Aim of the exercise:
Write out each of the entries below word for word, leaving every line unchanged.

**** Input for this task

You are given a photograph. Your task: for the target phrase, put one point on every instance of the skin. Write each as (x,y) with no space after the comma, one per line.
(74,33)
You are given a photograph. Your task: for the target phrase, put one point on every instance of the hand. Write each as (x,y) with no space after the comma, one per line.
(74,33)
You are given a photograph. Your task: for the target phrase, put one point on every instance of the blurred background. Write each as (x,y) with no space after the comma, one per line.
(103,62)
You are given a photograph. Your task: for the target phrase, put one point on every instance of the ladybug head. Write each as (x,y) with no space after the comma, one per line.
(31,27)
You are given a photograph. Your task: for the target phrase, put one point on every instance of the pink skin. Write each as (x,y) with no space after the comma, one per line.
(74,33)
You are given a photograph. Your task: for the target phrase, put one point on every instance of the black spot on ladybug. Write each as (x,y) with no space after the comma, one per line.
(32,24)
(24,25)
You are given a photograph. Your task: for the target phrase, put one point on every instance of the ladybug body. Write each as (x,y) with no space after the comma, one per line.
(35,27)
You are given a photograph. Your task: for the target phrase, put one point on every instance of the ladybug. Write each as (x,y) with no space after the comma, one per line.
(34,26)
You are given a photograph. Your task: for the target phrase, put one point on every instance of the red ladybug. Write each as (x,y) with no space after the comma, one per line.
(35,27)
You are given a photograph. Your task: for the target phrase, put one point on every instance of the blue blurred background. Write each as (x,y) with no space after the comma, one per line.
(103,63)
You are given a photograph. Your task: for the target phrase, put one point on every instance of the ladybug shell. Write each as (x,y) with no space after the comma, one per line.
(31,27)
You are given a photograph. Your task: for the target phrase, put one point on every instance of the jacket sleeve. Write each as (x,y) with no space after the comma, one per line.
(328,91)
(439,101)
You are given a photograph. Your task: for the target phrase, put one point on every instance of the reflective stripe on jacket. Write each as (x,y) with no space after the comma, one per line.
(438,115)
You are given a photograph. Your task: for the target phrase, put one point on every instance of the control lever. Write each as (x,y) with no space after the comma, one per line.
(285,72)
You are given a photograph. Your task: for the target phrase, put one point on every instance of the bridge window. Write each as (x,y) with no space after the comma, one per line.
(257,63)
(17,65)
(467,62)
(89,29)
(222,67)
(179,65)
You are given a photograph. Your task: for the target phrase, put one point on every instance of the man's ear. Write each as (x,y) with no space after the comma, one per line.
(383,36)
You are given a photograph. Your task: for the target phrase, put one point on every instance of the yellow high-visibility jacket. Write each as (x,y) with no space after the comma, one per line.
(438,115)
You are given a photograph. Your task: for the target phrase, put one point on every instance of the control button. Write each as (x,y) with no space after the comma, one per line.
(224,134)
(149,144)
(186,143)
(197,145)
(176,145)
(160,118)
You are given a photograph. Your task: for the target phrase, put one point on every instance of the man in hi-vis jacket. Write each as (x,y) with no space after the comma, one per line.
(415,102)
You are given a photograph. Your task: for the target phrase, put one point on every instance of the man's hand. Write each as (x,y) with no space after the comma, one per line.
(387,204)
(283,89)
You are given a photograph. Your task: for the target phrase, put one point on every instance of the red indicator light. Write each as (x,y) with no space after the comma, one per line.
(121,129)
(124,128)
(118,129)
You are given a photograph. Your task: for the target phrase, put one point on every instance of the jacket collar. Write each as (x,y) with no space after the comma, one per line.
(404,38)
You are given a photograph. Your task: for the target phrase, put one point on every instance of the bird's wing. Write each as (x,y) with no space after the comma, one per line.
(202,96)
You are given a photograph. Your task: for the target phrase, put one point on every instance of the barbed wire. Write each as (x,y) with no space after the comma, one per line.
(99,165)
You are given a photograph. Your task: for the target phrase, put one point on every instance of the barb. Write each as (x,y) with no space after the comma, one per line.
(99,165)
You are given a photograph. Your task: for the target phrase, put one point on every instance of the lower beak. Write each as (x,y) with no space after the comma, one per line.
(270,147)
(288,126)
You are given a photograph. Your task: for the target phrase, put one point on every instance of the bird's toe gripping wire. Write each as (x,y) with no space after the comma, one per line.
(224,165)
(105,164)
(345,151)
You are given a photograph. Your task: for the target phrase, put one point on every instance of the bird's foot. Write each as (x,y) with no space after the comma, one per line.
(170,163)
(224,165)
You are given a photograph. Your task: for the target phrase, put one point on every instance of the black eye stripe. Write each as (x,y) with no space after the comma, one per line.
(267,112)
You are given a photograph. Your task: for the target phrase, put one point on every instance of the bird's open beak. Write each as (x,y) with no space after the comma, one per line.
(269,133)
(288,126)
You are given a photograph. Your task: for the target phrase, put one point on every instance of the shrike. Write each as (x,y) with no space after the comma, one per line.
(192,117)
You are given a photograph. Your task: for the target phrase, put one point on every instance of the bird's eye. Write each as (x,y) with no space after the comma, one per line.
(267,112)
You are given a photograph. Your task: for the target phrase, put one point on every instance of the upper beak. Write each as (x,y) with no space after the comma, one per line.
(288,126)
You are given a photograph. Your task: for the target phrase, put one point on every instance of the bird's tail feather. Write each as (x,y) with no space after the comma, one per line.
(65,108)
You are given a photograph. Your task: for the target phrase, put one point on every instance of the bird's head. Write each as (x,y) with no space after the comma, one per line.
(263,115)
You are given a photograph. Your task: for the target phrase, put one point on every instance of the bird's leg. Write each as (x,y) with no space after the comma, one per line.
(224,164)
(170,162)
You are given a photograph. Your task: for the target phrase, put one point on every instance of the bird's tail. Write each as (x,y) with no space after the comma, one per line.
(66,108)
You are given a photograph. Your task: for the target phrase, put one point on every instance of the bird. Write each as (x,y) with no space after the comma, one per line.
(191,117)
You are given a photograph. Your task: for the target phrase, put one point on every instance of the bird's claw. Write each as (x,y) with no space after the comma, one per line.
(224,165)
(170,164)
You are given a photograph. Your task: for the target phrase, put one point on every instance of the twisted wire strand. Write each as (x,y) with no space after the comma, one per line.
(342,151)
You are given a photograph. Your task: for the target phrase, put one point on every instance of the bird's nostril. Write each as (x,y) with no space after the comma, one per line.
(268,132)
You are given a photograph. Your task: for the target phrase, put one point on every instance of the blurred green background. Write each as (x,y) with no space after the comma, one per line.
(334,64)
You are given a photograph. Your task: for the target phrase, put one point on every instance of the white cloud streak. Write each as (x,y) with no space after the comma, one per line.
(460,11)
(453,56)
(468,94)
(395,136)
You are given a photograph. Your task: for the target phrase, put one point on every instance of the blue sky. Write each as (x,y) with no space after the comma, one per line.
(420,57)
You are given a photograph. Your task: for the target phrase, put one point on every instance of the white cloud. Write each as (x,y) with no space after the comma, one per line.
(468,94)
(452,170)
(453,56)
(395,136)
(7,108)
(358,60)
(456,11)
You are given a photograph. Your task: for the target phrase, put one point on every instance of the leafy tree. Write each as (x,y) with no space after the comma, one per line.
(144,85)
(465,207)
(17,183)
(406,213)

********

Reply:
You are given a photograph. Your task: for the target phrase, put one point on every instance of the skin. Write each as (x,y) with no space after the comma, one per line.
(74,33)
You are given a photograph. Your task: for the target phrase, put one point on every instance of the hand. Write each as (x,y) with no space after the comma, one per line.
(74,33)
You are given a photograph. Your task: for the target phrase, put one point on every instance of the blurred background. Write each as (x,y) with no space after the comma, one per line.
(103,62)
You are given a photograph. Your task: for the target phrase, put one point on every instance of the ladybug head. Write each as (x,y) with no space after the comma, one per line.
(31,27)
You are given a photograph. Your task: for the target phrase, put one point on every instance of the pink skin. Write each as (x,y) with no space after the comma, one per line.
(74,33)
You are given a photograph. Your task: for the target phrase, put one point on every instance of the black spot on ladybug. Write each as (x,y) with no space after the comma, one per line.
(32,24)
(24,25)
You are given a photograph. Your task: for the target phrase, put one point on every instance of the ladybug body. Write each as (x,y) with no space after the comma, one per line.
(35,27)
You are given a photograph. Your task: for the target phrase, put one point on every instance of the ladybug. Write each as (x,y) with no space after the comma, one per line.
(34,26)
You are given a photograph. Your task: for the target phrase, put one point on every instance of the red ladybug. Write each as (x,y) with no space after the comma, one per line.
(35,27)
You are given a photograph. Your task: for the target phrase, put one point on every instance of the blue blurred background. Write each as (x,y) with no space after the comma, one per line.
(103,63)
You are given a photograph. Your task: for the target phrase, put one point on every instance of the ladybug shell. Write each as (x,y) with no space after the comma, one per line.
(31,27)
You are given a photograph. Your task: for the target phrase, put one point on every instance of the jacket sleeve. Write each as (x,y) with no space after the comma, one per line.
(328,91)
(439,101)
You are given a photograph. Your task: for the target phrase, put one point on every instance of the reflective stripe on jacket. Write each as (x,y) with no space after the comma, one per line.
(438,115)
You are given a photograph. Your task: for the target phrase, put one point on every instance of the control lever. Write each as (x,y) with no space after the comma, one per line.
(285,72)
You are given a photograph. Your task: for the target phrase, put one point on every instance of the bridge window. Write each as (x,y) with no space after the comma, one per line.
(257,63)
(17,65)
(467,62)
(89,29)
(222,67)
(179,65)
You are given a photograph. Your task: for the target phrase, put one point on every instance of the man's ear. Write each as (x,y) with no space after the comma, one per line.
(383,36)
You are given a photograph. Your task: for the target phrase, put one point on every instance of the yellow high-visibility jacket. Write each as (x,y) with no space after the comma, one per line.
(438,115)
You are given a photograph. Your task: for the target phrase, put one point on every instance of the control button. Write each as (x,y) with no space after the comma, one per line.
(224,134)
(149,144)
(186,143)
(197,145)
(176,145)
(160,118)
You are given a photograph. Your task: for the target phrase, put one point on every instance of the man in hi-vis jacket. Write each as (x,y) with no space after the comma, one per line.
(415,102)
You are given a photograph. Your task: for the target phrase, put one point on every instance of the man's hand. Write each as (x,y) with no space after the comma, one per line.
(387,204)
(283,89)
You are given a photograph. Your task: for the target phrase, put one point on every instance of the red indicator light. Write each as (x,y) with no space after the comma, one per line.
(121,129)
(124,128)
(118,129)
You are given a photograph. Your task: for the target phrase, put one point on every instance of the jacket collar. Write each as (x,y) with no space after the comma, one per line.
(404,38)
You are given a photograph. Your task: for the target phrase, put one point on every instance of the bird's wing. Write each as (x,y) with no space after the comma, one per line.
(202,96)
You are given a photograph. Your task: for the target phrase, put one point on every instance of the barbed wire. Write each as (x,y) with no space after the comma, one per line.
(99,165)
You are given a photograph. Your task: for the target phrase, put one point on every instance of the barb. Write each as (x,y) with no space after the comma, one per line.
(99,165)
You are given a photograph. Your task: for the target phrase, put one point on every instance of the lower beak. Write each as (x,y) with no space after the comma, one per line.
(270,147)
(288,126)
You are given a photograph. Your task: for the target phrase, put one point on every instance of the bird's toe gripping wire. Write each as (x,y) with no space after the comma, one per line.
(224,165)
(105,164)
(345,151)
You are given a photograph. Your task: for the target phrase, put one point on every instance of the bird's foot. Write each as (x,y) with no space after the comma, one per line.
(170,163)
(224,165)
You are given a photograph. Your task: for the target phrase, put one point on every instance of the black eye stripe. Write each as (x,y) with no space after the comma, one per line.
(267,112)
You are given a photograph. Your task: for the target phrase, put one point on every instance of the bird's open beak. Write each as (x,y) with no space after the comma, one per line.
(269,133)
(288,126)
You are given a photograph. Your task: for the target phrase, put one point on every instance of the shrike. Write each as (x,y) with no space after the comma, one per line.
(192,117)
You are given a photograph. Your task: for the target phrase, put one point on every instance of the bird's eye. Write each as (x,y) with no space after the comma, one per line.
(267,112)
You are given a photograph. Your task: for the target phrase, put one point on every instance of the upper beak. Write each as (x,y) with no space after the comma, one per line.
(288,126)
You are given a photograph. Your task: for the target phrase, put one point on every instance of the bird's tail feather. Write each as (x,y) with no space after the comma, one per line.
(65,108)
You are given a photograph. Your task: for the target phrase, put one point on every instance of the bird's head. Write each as (x,y) with no space after the comma, one per line.
(263,115)
You are given a photograph. Your task: for the target phrase, put one point on every instance of the bird's leg. Write each as (x,y) with no space after the comma, one per line.
(224,164)
(170,162)
You are given a photograph. Your task: for the target phrase, put one point on every instance of the bird's tail. Write each as (x,y) with no space after the comma, one per line.
(66,108)
You are given a photograph. Your task: for the target phrase, put one point on every instance of the bird. Write each as (x,y) with no space after the comma, one per line.
(191,117)
You are given a photograph. Your task: for the target phrase, put one point on every instance of the bird's claw. Write each as (x,y) with no space after the comma, one per line.
(224,165)
(170,164)
You are given a photograph. Your task: for the target phrase, put one point on every instance of the twisted wire strand. Write each as (x,y) with no space after the comma, one per line.
(342,151)
You are given a photograph. Your task: for the target phrase, put one point on every instance of the bird's nostril. Write each as (x,y) with no space after the comma, one per line.
(268,132)
You are given a photograph. Your task: for the target phrase, put one point on every instance of the blurred green background. Write each as (x,y) with no space after the comma, one per line.
(334,64)
You are given a photograph. Your task: for the target phrase, put one point on every instance of the white cloud streak. Write each as (x,y) with no space after the comma, one per line.
(460,11)
(453,56)
(468,94)
(395,136)
You are given a photograph. Your task: for the target phrase, put one point on every instance of the blue sky. Write each as (x,y) with no space after the comma, one per line.
(420,57)
You are given a photograph. Your task: for the target phrase, put one point on every instance of the white cloud. Write each as (x,y) with no space after the comma, one per line.
(468,94)
(452,170)
(453,56)
(395,136)
(7,108)
(358,60)
(456,11)
You are given a photograph. Your task: for the target phrase, put one point on every instance of the leafy tree. Write each as (x,y) with no space after the comma, one per line.
(144,85)
(465,207)
(17,183)
(406,213)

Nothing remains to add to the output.